Records in a dataset:
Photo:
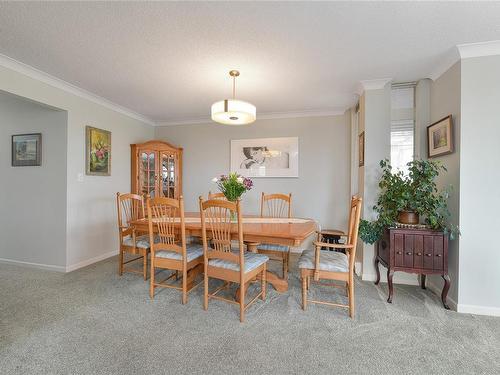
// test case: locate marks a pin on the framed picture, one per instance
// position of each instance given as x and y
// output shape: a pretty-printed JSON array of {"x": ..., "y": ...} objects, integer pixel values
[
  {"x": 97, "y": 152},
  {"x": 440, "y": 138},
  {"x": 361, "y": 149},
  {"x": 27, "y": 150},
  {"x": 265, "y": 157}
]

### EXERCISE TASK
Reproduce all of the records above word for word, leaving out the pictures.

### REPLY TO THE TASK
Photo:
// test case: locate marks a pin on the framed picture, one per instance
// position of each instance given as x and y
// output shape: a pretty-printed JSON array of {"x": ..., "y": ...} objects, integer pixel values
[
  {"x": 97, "y": 152},
  {"x": 440, "y": 138},
  {"x": 361, "y": 149},
  {"x": 27, "y": 150},
  {"x": 265, "y": 157}
]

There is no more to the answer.